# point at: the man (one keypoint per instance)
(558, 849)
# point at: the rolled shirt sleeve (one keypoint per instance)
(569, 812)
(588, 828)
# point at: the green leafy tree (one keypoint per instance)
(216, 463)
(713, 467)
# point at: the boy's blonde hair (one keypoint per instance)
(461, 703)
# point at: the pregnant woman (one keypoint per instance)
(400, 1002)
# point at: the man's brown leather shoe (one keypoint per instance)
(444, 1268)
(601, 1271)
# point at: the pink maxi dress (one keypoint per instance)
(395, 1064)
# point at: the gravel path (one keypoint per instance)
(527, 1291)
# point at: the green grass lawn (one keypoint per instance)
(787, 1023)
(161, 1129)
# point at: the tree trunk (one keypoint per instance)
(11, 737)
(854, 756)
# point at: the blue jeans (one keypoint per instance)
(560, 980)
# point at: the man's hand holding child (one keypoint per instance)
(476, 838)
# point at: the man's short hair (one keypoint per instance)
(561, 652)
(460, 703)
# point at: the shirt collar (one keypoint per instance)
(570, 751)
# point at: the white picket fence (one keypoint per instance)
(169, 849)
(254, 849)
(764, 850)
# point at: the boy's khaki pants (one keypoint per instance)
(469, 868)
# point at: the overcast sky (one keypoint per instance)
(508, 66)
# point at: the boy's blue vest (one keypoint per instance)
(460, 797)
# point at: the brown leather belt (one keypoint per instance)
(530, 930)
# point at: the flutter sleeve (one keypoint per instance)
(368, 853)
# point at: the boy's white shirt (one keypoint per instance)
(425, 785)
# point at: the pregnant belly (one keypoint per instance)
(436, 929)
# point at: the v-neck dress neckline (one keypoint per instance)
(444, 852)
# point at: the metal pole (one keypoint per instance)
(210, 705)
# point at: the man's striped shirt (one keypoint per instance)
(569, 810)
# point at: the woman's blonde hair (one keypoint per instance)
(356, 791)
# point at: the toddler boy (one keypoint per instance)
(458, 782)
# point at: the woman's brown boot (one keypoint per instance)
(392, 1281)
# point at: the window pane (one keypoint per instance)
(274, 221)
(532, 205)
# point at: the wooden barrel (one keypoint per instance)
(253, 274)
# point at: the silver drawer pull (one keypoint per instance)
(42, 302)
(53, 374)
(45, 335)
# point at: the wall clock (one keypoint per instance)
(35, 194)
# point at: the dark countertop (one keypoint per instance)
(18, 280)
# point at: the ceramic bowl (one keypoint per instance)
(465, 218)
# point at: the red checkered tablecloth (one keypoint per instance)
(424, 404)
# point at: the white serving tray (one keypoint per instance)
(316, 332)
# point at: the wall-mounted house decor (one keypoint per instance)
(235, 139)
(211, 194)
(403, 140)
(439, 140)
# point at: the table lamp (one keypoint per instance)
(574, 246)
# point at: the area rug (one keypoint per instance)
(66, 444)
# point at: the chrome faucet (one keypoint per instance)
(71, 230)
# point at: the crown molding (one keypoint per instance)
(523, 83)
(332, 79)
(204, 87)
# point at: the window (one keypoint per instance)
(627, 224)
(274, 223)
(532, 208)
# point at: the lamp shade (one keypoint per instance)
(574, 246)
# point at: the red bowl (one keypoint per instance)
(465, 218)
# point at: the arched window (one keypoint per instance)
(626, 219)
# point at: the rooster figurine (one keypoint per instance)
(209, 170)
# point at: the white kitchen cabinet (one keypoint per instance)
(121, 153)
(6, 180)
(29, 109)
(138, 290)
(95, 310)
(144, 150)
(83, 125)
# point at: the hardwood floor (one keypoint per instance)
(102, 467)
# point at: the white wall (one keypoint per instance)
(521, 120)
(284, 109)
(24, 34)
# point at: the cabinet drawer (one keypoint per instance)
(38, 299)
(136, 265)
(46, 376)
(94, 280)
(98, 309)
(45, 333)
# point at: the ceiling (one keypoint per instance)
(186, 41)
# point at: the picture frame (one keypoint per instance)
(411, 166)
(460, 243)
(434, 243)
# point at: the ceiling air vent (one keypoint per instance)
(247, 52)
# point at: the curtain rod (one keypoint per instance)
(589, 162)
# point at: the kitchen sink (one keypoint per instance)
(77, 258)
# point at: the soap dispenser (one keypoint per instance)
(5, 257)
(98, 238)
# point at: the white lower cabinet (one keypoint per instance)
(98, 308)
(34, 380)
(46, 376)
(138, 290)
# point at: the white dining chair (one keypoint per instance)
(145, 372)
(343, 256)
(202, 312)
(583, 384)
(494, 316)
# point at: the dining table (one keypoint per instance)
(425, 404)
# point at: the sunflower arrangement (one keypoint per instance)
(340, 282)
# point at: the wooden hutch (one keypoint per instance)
----
Exercise objective:
Nothing should be left out: return all of the records exactly.

Reply:
# point at: the man (one keypoint per instance)
(558, 849)
# point at: the rolled shirt sleeve (one keypoint per instance)
(569, 812)
(588, 828)
# point at: the green leafy tree (one keypoint per instance)
(216, 463)
(713, 467)
# point at: the boy's blonde hair (one keypoint per instance)
(461, 703)
# point at: the pregnant woman (one keypoint per instance)
(400, 1002)
# point at: the man's brown leather shoe (one keypoint per instance)
(444, 1268)
(601, 1271)
# point at: the pink maxi dress (one keypoint per instance)
(395, 1064)
# point at: the gravel path (one keypoint per instance)
(527, 1291)
# point at: the green grass lawn (one keypoint per instance)
(787, 1023)
(161, 1129)
# point at: the tree trunk (one keypoint per instance)
(11, 737)
(854, 756)
# point at: the blue jeans (one keypoint per instance)
(560, 980)
# point at: the man's hand holding child (one keypoint per instance)
(476, 838)
# point at: the man's short hair (one keypoint per instance)
(561, 652)
(460, 703)
# point at: the shirt collar (one keypoint per instance)
(570, 751)
# point at: the white picket fence (one keypoint per instance)
(169, 849)
(254, 849)
(764, 850)
# point at: the boy's khaki pants (one keypoint per instance)
(469, 868)
# point at: the overcast sky (one keypoint per instance)
(508, 66)
# point at: the boy's blue vest (one keypoint per instance)
(460, 797)
# point at: the brown leather belt (one keypoint per instance)
(530, 930)
# point at: the flutter sleeve (one keypoint per instance)
(368, 853)
# point at: the boy's white shirt (one keypoint per instance)
(425, 785)
# point at: the pregnant belly (one keypoint per instance)
(436, 929)
# point at: the v-neck dress neckline (one keypoint per instance)
(444, 852)
# point at: the metal pole (one keypoint per instance)
(210, 705)
# point at: the man's striped shirt (one keypoint per instance)
(569, 810)
# point at: the woman's blonde hair (one keypoint per instance)
(356, 791)
# point at: the toddler boy (one keypoint per instance)
(458, 782)
# point at: the woman's brown boot (one keypoint per instance)
(392, 1281)
# point at: the window pane (one keypoint per instance)
(274, 221)
(532, 205)
# point at: the wooden barrel (one keypoint per instance)
(253, 274)
# point at: the silver drawer pull (one keypoint per instance)
(42, 302)
(53, 374)
(45, 335)
# point at: the wall clock (one keypoint per instance)
(35, 194)
# point at: the dark countertop (one keypoint per instance)
(18, 280)
# point at: the ceramic bowl (one keypoint per instance)
(465, 218)
# point at: the red checkered tablecloth (one keypoint per instance)
(424, 404)
# point at: the white serving tray (one keypoint per instance)
(316, 332)
# point at: the wall-mounted house decor (one keypoint per instance)
(235, 139)
(211, 194)
(403, 140)
(439, 140)
# point at: the table lamp (one keypoint per instance)
(574, 246)
# point at: the area rug (one keypoint per instance)
(66, 444)
# point at: the chrome faucet (one keypoint per instance)
(71, 230)
# point at: the crown molding (one keypoint per instance)
(523, 83)
(332, 79)
(204, 87)
# point at: the window (one keypoint per instance)
(627, 224)
(274, 223)
(532, 208)
# point at: the lamp shade (one keypoint per instance)
(574, 246)
# point at: the red bowl (one keypoint per instance)
(465, 218)
# point at: the arched window (one keypoint per instance)
(626, 219)
# point at: the rooster figurine (one keypoint per instance)
(209, 170)
# point at: the white kitchen cabinet (one keypoint per instance)
(121, 153)
(6, 180)
(29, 109)
(138, 290)
(95, 310)
(144, 150)
(83, 125)
# point at: the hardwood floor (one keypoint per instance)
(102, 467)
# point at: the white wall (one keypoint per instance)
(521, 120)
(284, 109)
(24, 34)
# point at: the cabinet drawer (one keypoint per instance)
(38, 299)
(136, 265)
(46, 376)
(94, 280)
(98, 309)
(45, 333)
# point at: the ceiling (one keypoint per instance)
(186, 41)
# point at: the picture frame (one keypoint per instance)
(411, 166)
(460, 243)
(434, 243)
# point at: the ceiling air vent (one keypoint per instance)
(247, 52)
# point at: the curtain rod (one keypoint per instance)
(589, 162)
# point at: the kitchen sink (one keypoint per instance)
(77, 258)
# point at: the soap dispenser (one keypoint per instance)
(5, 257)
(98, 238)
# point at: the white lower cabinet (one keypoint per instance)
(98, 308)
(34, 380)
(46, 376)
(138, 290)
# point at: the white dining chair (one keypoint per instance)
(145, 372)
(343, 256)
(202, 312)
(583, 384)
(494, 316)
# point at: the dining table (one keypoint per instance)
(425, 404)
# point at: the sunflower arrangement (one keypoint per instance)
(340, 282)
# point at: the wooden hutch (one keypoint per instance)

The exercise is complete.